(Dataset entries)
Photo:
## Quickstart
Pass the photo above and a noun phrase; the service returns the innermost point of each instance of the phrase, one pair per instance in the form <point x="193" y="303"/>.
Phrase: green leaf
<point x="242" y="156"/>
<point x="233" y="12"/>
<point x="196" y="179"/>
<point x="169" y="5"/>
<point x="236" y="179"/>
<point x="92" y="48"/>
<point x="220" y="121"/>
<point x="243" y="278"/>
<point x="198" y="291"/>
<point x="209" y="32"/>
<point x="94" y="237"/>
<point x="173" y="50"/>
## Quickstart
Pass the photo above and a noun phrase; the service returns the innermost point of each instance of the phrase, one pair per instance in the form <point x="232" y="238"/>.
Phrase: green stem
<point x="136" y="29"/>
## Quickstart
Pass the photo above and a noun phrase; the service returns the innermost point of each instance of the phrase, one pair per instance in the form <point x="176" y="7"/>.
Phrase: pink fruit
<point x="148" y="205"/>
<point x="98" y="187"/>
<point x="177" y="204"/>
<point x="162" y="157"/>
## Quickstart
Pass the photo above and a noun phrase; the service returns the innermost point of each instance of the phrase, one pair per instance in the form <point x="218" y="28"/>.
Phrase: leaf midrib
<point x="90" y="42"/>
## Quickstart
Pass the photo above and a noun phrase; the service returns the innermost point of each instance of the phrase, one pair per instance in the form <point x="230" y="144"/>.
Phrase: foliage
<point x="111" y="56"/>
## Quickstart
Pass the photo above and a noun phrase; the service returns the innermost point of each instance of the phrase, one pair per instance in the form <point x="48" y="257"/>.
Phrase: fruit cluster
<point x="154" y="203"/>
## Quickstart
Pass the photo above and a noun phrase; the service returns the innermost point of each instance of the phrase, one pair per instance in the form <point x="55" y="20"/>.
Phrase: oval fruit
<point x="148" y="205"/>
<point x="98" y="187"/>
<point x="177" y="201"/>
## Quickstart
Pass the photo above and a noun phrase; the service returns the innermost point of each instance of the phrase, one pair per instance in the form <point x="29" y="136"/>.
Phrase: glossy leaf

**Work item**
All of the entries above must be transcribed exactly.

**Completed exercise**
Photo:
## Quickstart
Pass the photo above and a noun phrase; the service returns the innermost point of each instance of the phrase, one pair per instance in the form <point x="193" y="303"/>.
Phrase: green leaf
<point x="242" y="156"/>
<point x="233" y="12"/>
<point x="196" y="179"/>
<point x="169" y="5"/>
<point x="236" y="179"/>
<point x="92" y="48"/>
<point x="220" y="121"/>
<point x="243" y="278"/>
<point x="198" y="291"/>
<point x="209" y="32"/>
<point x="94" y="237"/>
<point x="173" y="50"/>
## Quickstart
Pass the photo above and a noun phrase; the service returns the innermost point of each instance of the phrase, one pair per instance in the form <point x="232" y="238"/>.
Phrase: green stem
<point x="136" y="29"/>
## Quickstart
Pass the photo above and a noun phrase; the service returns the innermost point of each instance of the phrase, one pair per instance in the form <point x="176" y="7"/>.
Phrase: pink fruit
<point x="148" y="205"/>
<point x="98" y="187"/>
<point x="177" y="204"/>
<point x="162" y="157"/>
## Quickstart
Pass the photo above and a noun phrase; the service returns the innermost point of each instance of the phrase, one pair per instance in the form <point x="218" y="28"/>.
Phrase: leaf midrib
<point x="90" y="42"/>
## Quickstart
Pass the photo above and a noun phrase; the service returns the innermost point of each instance of the phrase, one pair per instance in the form <point x="230" y="144"/>.
Phrase: foliage
<point x="111" y="56"/>
## Quickstart
Pass the photo above and a noun phrase; the service returns the innermost point of each instance of the phrase, one pair per instance in the form <point x="48" y="257"/>.
Phrase: fruit cluster
<point x="154" y="203"/>
## Quickstart
Pass the photo above and a noun phrase; the service returns the innermost point of each instance of the phrase, one pair per instance in the form <point x="55" y="20"/>.
Phrase: oval fruit
<point x="148" y="205"/>
<point x="98" y="187"/>
<point x="177" y="201"/>
## Quickstart
Pass the photo above and a noun phrase; the service returns the innermost point of each instance of the phrase, one pair per instance in the form <point x="29" y="136"/>.
Phrase: glossy leaf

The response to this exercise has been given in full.